WRITTEN TASKS>
1 – In the XSLT post, what text does the stylesheet output for a qualification whose value is 'MSc'?
2 – According to the XSLT post, why is the output produced by the stylesheet wrong?

DOCUMENT TEXT>

- - -

A MWE of my code looks as follows:

<xsl:stylesheet
  version="1.0"
  xmlns:xsl="http://www.w3.org/1999/XSL/Transform">

<xsl:output method="text" indent="yes" encoding="utf-8"/>

  <xsl:template match="input">
    <xsl:text>------------------------------------------&#xa;</xsl:text>
    <xsl:for-each select="record">
      <xsl:apply-templates 
        select="node()[not(self::text()[not(normalize-space())])]"/>
      <xsl:text>&#xa;------------------------------------------&#xa;</xsl:text>
    </xsl:for-each>
  </xsl:template>

  <xsl:template match="qualification">
    <xsl:choose>
      <xsl:when test=". = 'MBA'">Master in Business Administration</xsl:when>
      <xsl:when test=". = 'MSc'">Master in Sciences</xsl:when>
      <xsl:otherwise><xsl:value-of select="."/></xsl:otherwise>
    </xsl:choose>
  </xsl:template>

  <xsl:template match="name|country">
    <xsl:value-of select="."/>
    <xsl:text>, </xsl:text>
  </xsl:template>

  <xsl:template match="section">
    <xsl:text>Section: </xsl:text>
    <xsl:value-of select="."/>
    <xsl:text>.</xsl:text>
  </xsl:template>

  <xsl:template match="opt">
    <xsl:text>(</xsl:text>
    <xsl:apply-templates/>
    <xsl:text>), </xsl:text>
  </xsl:template>

</xsl:stylesheet>

but gives me a wrong output, having spaces inside of the parentheses, as below:

------------------------------------------
James Smith, United Kingdom, (
      good social skills,
      Master in Sciences,
      10 years of experience
    ), Section: 1B.
------------------------------------------
Rafael Pérez, Spain, Section: 2A.
------------------------------------------
Marie-Claire Legrand, France, (
      clear voice,
      Master in Business Administration,
      3 years of experience
    ), Section: 1B.

- - -

DATA>
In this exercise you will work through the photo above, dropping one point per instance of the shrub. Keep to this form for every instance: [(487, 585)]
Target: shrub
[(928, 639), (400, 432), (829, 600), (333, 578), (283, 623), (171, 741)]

- - -

OUTPUTS IN ORDER>
1 – Master in Sciences

2 – The output is wrong because it has spaces inside the parentheses. For example, the text between "(" and ")" is split across indented lines, as in "good social skills," and "10 years of experience".